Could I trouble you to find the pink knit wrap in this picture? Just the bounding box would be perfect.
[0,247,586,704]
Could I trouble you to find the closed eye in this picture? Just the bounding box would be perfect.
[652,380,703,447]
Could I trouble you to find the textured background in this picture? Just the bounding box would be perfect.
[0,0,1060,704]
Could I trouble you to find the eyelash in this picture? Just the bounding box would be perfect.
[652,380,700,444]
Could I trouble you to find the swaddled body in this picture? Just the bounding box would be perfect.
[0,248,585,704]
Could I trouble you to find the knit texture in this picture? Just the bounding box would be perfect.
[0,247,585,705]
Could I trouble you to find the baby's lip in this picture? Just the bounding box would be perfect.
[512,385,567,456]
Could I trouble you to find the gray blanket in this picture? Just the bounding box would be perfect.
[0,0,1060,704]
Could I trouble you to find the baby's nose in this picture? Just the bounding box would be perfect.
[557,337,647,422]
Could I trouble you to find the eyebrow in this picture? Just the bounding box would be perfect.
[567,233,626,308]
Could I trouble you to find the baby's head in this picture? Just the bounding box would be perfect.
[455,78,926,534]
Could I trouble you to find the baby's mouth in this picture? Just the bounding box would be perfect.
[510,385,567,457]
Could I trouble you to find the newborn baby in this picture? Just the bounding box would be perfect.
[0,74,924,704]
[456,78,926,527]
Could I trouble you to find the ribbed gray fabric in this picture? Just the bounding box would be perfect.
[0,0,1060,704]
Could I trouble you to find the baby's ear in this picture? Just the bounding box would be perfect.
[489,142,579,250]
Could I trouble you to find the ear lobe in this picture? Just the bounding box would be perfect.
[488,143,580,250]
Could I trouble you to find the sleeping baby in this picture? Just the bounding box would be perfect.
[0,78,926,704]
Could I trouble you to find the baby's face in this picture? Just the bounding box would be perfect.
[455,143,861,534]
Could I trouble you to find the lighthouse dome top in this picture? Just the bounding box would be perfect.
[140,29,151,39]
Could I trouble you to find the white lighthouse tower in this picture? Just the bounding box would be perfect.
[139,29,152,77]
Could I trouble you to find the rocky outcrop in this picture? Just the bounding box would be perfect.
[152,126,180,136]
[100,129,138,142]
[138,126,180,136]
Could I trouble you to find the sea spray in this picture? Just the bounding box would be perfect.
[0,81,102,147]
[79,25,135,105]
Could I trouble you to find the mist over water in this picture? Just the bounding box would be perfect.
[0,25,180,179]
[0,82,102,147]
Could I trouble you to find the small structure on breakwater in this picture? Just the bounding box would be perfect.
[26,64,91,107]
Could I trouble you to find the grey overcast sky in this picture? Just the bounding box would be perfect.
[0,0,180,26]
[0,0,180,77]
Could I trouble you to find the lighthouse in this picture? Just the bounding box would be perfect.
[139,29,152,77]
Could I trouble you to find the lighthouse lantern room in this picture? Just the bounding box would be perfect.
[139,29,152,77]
□ □ □ □ □ □ □
Copy every line of the data above word for word, keeping the original order.

Could I trouble you to find the pink knit wrap in this picture? Just the bounding box would be perfect.
[0,247,586,704]
Could I trouble you to find the closed eye in this picture? Just the bounding box would be perfect.
[652,380,703,447]
Could I trouble you to find the textured background in this picture? Just the bounding box would be perfect.
[0,0,1060,704]
Could I trouble you to find the eyelash in this picture? Just the bounding box would be perfect.
[652,380,700,444]
Could I trouble you to find the swaddled body in this picture? Just the bounding box would be perfect.
[0,248,585,704]
Could I trouble you to find the knit texture in this picture? Just the bounding box would be perfect.
[0,247,585,705]
Could I trouble you to find the baby's lip in this picture? Just the bounding box would be perfect.
[512,385,567,456]
Could I trouble you to find the gray blanket in this picture? Just the bounding box would be perfect.
[0,0,1060,704]
Could I trouble you to find the baby's nose in this picture? Just the bounding box would be perfect.
[557,337,647,422]
Could I trouble you to find the eyebrow in this picture? Just the bounding box would be perfect.
[567,233,626,308]
Could I trouble you to find the baby's head in this picture? Just the bounding box would be perfect.
[455,78,926,534]
Could I trouble you to find the baby's mouth in this picture? Just the bounding box would be perfect.
[510,385,567,457]
Could I trouble you to find the newborn baby in this picture? Just the bounding box would be perfect.
[0,74,924,704]
[456,78,926,527]
Could I trouble you to find the ribbed gray fabric in this picture? Just the bounding box would be perfect.
[0,0,1060,704]
Could I trouble you to find the baby's ear in this picture? Just the bounding box would be perfect.
[489,142,579,250]
Could I trouble you to find the ear lobe in this picture? Just the bounding box would be perfect.
[488,143,580,250]
Could I trouble you to find the sleeping baby in this picture? Just the bounding box would be perfect.
[0,78,926,704]
Could I trouble you to find the baby's face in this picture? Just the bounding box would be perfect.
[455,143,861,534]
Could I trouble you to find the lighthouse dome top in this picture? Just the bounding box would be perfect.
[140,29,151,39]
Could I trouble you to find the white lighthouse tower in this picture? Just the bounding box would be perfect.
[139,29,152,77]
Could I trouble you to find the rocky outcrop in this picture? Just the bounding box would be perfect.
[152,126,180,136]
[100,129,138,142]
[138,126,180,136]
Could I trouble you to find the sea spray in this picture? Just the bounding box would be perfect.
[0,81,102,147]
[79,25,135,105]
Could I trouble you to find the mist over water in this picture? Just the bounding box would be perfect.
[0,25,180,179]
[0,82,102,147]
Could I trouble you to find the small structure on breakwater in this picture? Just the bounding box would be perfect.
[26,64,91,107]
Could I trouble you to find the grey overcast sky in this picture? Just the bounding box would be perfect.
[0,0,180,26]
[0,0,180,77]
Could I trouble you to find the lighthouse in this picture? Just the bounding box would be perfect.
[139,29,152,77]
Could I trouble you to find the lighthouse lantern room in this picture? Just the bounding box would be perfect.
[139,29,152,77]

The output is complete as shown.